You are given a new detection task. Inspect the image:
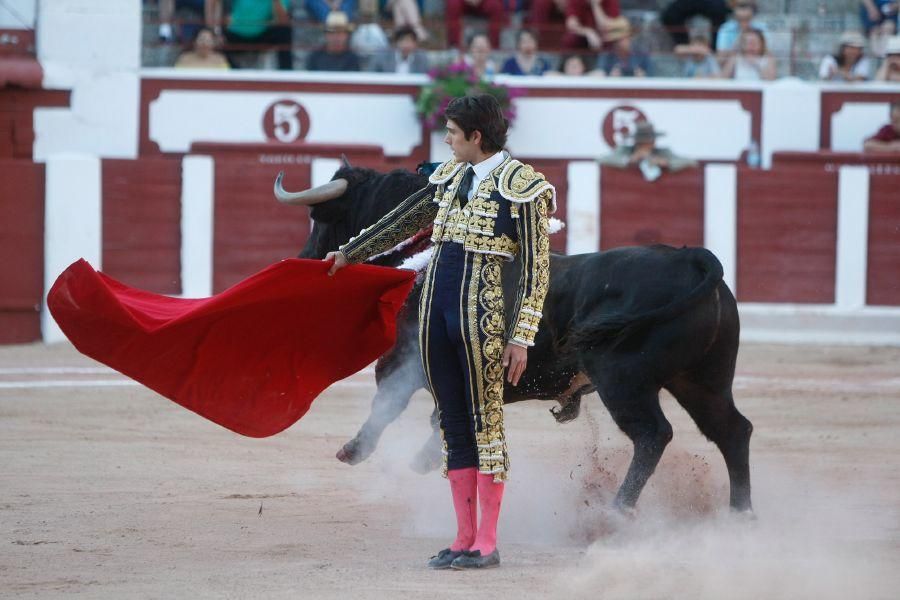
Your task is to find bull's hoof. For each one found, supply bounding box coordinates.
[409,444,441,475]
[731,508,757,523]
[550,398,581,423]
[335,438,372,465]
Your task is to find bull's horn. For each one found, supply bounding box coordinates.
[275,171,348,206]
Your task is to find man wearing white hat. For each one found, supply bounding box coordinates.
[306,10,360,71]
[875,35,900,82]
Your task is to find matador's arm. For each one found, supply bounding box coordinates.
[340,184,438,263]
[507,188,554,346]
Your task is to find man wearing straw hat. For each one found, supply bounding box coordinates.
[306,10,360,71]
[598,121,697,181]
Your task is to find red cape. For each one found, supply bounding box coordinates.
[47,259,415,437]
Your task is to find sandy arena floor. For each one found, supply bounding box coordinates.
[0,345,900,600]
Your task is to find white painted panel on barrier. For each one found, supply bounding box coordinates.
[834,166,869,309]
[509,98,751,160]
[150,90,422,156]
[0,0,37,29]
[310,158,342,187]
[41,155,103,343]
[181,156,215,298]
[566,160,600,254]
[831,102,891,152]
[760,79,820,169]
[36,0,143,71]
[703,165,737,295]
[34,71,140,162]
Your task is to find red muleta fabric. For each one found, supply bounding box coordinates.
[47,259,415,437]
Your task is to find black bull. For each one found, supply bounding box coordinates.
[276,165,753,511]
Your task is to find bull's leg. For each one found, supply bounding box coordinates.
[666,378,753,512]
[597,385,672,511]
[337,356,425,465]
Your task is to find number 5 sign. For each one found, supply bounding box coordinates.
[263,100,309,144]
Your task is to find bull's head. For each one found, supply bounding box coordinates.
[275,165,427,258]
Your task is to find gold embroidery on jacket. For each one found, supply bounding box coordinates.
[340,185,438,262]
[466,253,509,482]
[510,190,551,346]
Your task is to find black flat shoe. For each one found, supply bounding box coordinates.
[428,548,463,569]
[450,548,500,570]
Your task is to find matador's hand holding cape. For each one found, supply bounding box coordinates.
[47,259,415,437]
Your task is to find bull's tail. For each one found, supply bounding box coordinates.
[567,248,723,351]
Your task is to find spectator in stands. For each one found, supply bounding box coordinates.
[159,0,214,42]
[306,0,356,23]
[716,0,768,54]
[371,26,428,74]
[526,0,568,48]
[306,11,359,71]
[598,23,652,77]
[819,31,872,82]
[544,54,606,77]
[175,27,231,69]
[722,29,777,81]
[500,29,550,75]
[563,0,628,50]
[598,121,697,181]
[675,35,721,79]
[859,0,898,56]
[445,0,506,48]
[863,101,900,154]
[659,0,731,48]
[463,33,497,79]
[225,0,294,71]
[875,35,900,82]
[381,0,430,42]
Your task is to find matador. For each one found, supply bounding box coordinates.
[326,94,556,569]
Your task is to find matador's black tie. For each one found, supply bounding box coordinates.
[456,165,475,207]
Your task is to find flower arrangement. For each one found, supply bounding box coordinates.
[416,62,521,130]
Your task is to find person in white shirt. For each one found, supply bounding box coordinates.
[722,29,777,81]
[369,27,428,74]
[819,31,872,82]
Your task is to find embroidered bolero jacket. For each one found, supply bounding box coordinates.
[340,156,556,346]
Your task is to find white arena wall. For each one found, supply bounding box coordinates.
[0,0,900,344]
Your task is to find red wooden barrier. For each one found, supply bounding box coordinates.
[0,160,44,344]
[866,174,900,306]
[102,158,181,294]
[600,167,703,250]
[737,167,837,303]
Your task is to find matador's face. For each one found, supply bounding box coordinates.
[444,119,481,163]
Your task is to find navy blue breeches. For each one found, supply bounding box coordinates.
[419,242,508,478]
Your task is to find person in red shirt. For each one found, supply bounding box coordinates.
[445,0,510,48]
[863,101,900,154]
[563,0,621,50]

▶ **STATED EXERCISE**
Transfer the part of the material that opens with the line containing "Your task is to find man wearing white" and closes with the line containing "[34,71,140,162]", keeping every line, and add 123 to each bounding box coordinate along the way.

▶ **WORKED SOLUTION**
Your task is to find man wearing white hat. For each one found, supply bounding box coordinates.
[429,133,483,194]
[998,158,1023,205]
Your task is to find matador's arm. For each one found, supply bounding box coordinates.
[463,307,561,386]
[630,311,677,469]
Your task is to find man wearing straw hat. For each one found, supply bounding box coordinates.
[429,133,483,194]
[721,244,820,304]
Your task is to find red cape. For each one found, supply bounding box coordinates.
[170,382,538,560]
Your task is to find sandy arena floor. For each one found, supply bounding box coordinates.
[123,468,1023,723]
Your task is to find white painted panel on barrier. For each one found, supply bounding box coordinates.
[957,289,992,432]
[632,221,874,283]
[273,213,545,279]
[123,123,160,152]
[433,281,465,310]
[164,278,226,466]
[304,279,338,421]
[689,283,723,377]
[954,225,1014,275]
[883,202,943,292]
[159,123,266,194]
[826,288,860,418]
[157,194,263,285]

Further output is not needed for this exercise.